> What is required
Collect every line below that contains the string "light" and copy each one unchanged.

Region labeling records
• • • • • • •
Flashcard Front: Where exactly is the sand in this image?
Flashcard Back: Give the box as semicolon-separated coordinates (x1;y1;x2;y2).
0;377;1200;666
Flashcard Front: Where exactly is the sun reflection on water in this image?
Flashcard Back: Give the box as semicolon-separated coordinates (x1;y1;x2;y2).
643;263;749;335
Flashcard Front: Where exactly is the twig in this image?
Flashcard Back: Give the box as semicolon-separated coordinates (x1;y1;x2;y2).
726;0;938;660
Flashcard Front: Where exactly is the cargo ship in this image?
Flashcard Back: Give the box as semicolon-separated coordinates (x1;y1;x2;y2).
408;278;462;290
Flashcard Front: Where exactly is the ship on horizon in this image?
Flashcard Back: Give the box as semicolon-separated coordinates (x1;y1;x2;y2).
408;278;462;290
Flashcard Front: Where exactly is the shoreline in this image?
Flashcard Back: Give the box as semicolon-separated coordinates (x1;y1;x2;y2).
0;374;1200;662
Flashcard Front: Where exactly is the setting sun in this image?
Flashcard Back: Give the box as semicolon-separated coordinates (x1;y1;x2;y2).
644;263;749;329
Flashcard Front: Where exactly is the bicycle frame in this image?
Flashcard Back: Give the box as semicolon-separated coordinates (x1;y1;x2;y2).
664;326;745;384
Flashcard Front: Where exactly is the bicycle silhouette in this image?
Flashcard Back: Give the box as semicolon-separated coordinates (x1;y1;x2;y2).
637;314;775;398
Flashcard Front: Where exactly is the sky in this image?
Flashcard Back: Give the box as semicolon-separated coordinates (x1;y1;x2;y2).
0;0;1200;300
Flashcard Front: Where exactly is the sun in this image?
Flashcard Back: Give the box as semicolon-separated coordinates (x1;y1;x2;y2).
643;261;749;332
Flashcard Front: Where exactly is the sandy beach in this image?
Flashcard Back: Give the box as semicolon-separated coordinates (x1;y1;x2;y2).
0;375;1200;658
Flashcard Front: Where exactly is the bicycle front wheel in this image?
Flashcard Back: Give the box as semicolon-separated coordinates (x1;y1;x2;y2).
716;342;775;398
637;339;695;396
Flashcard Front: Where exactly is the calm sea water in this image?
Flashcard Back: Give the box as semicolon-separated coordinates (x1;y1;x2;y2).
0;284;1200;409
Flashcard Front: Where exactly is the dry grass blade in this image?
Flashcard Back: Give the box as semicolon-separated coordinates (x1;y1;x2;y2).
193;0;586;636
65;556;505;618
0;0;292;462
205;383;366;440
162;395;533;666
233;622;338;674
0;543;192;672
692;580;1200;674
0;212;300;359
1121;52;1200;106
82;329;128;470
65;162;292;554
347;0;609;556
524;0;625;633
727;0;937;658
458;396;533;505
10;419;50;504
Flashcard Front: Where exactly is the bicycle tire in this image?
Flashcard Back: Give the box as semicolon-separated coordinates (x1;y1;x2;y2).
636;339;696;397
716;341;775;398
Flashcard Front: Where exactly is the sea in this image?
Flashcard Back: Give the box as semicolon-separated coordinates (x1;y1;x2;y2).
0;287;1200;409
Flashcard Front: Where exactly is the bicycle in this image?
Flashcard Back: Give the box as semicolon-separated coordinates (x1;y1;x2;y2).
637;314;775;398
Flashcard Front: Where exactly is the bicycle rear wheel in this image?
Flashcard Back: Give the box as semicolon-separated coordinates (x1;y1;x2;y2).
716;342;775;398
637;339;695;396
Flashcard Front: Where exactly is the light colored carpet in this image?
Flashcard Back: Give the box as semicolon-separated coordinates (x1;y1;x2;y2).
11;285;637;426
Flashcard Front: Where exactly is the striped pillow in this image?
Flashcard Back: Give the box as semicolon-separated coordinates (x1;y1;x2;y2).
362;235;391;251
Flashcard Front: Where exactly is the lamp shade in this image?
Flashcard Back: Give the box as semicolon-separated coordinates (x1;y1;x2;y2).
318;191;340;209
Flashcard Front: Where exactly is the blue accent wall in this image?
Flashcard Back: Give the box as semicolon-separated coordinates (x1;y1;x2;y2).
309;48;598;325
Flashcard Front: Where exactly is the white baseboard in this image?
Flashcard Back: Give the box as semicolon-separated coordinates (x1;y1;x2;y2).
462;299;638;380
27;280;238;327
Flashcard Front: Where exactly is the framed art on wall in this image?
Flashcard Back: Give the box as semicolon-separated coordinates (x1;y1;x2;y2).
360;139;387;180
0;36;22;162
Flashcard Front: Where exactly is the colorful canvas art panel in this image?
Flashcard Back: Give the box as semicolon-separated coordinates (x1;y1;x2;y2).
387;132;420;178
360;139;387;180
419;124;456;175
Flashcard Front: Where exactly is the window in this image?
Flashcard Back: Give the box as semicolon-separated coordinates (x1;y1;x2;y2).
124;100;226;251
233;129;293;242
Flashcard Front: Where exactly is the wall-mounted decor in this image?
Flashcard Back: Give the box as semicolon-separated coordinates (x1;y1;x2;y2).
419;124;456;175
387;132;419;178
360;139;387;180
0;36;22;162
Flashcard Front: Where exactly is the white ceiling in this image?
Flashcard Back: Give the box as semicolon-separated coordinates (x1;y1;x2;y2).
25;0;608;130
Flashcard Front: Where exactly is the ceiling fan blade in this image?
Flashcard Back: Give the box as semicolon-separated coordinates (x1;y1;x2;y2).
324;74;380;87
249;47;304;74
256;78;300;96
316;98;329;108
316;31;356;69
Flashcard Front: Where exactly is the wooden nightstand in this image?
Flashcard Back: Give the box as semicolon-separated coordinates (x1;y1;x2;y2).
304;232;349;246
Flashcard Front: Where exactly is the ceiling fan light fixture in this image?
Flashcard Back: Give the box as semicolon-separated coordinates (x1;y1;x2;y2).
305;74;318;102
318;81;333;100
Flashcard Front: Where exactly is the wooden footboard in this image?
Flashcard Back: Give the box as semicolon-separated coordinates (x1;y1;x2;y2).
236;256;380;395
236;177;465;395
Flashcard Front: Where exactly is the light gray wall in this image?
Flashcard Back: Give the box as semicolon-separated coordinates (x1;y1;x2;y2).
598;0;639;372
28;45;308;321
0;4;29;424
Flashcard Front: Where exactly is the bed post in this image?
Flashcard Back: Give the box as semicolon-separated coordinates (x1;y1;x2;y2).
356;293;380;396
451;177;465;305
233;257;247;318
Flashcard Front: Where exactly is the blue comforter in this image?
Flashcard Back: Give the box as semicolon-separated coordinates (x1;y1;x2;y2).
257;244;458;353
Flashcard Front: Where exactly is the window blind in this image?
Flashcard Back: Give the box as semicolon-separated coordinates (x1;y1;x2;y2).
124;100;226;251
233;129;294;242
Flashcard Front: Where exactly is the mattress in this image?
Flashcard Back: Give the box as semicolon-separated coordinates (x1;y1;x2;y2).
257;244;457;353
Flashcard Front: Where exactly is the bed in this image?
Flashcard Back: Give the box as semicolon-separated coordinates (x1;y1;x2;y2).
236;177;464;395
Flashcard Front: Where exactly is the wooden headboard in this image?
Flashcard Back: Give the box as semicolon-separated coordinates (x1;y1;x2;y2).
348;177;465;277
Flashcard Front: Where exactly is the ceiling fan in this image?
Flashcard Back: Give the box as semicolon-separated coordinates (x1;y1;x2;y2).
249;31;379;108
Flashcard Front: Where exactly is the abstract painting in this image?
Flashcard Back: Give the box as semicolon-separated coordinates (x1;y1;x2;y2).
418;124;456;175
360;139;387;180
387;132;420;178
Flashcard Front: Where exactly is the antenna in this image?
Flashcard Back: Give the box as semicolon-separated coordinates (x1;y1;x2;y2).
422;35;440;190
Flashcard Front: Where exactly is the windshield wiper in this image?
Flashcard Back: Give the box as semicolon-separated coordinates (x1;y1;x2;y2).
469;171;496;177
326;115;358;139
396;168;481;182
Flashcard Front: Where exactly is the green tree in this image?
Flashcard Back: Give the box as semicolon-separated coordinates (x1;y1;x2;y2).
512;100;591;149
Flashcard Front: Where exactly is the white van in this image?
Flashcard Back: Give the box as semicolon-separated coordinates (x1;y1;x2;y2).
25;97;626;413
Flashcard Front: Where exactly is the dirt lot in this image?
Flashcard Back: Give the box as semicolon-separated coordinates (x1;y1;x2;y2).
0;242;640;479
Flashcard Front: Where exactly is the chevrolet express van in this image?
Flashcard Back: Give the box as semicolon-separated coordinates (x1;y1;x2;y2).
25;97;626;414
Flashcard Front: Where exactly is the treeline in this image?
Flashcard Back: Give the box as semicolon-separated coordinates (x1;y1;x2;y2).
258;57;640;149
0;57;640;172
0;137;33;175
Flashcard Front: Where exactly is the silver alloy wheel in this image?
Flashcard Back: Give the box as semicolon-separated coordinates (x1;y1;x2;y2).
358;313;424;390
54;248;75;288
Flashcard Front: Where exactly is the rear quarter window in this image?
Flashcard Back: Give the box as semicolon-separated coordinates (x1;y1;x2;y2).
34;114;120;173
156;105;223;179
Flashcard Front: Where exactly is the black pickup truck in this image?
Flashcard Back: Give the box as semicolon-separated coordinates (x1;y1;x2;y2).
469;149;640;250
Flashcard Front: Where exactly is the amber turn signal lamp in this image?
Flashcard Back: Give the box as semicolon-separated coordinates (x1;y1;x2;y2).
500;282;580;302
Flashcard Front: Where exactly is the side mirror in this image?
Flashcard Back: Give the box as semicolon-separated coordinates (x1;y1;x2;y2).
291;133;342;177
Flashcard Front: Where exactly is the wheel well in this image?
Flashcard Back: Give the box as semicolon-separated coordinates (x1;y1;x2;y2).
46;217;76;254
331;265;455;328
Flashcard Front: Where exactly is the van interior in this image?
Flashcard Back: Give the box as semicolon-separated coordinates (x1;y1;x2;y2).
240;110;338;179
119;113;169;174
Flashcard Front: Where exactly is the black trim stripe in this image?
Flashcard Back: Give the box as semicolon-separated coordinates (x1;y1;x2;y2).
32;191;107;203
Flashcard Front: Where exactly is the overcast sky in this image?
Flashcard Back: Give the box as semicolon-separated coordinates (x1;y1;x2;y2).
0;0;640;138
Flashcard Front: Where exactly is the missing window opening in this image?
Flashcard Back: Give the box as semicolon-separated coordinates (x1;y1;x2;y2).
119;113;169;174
• • • • • • •
> Finished exercise
Flashcard Front: Where exactly is the light colored carpet in this image?
Flashcard Front: Where exactly is the ceiling fan light fixture in this image?
Flashcard Front: Where exactly is the light gray wall in this image?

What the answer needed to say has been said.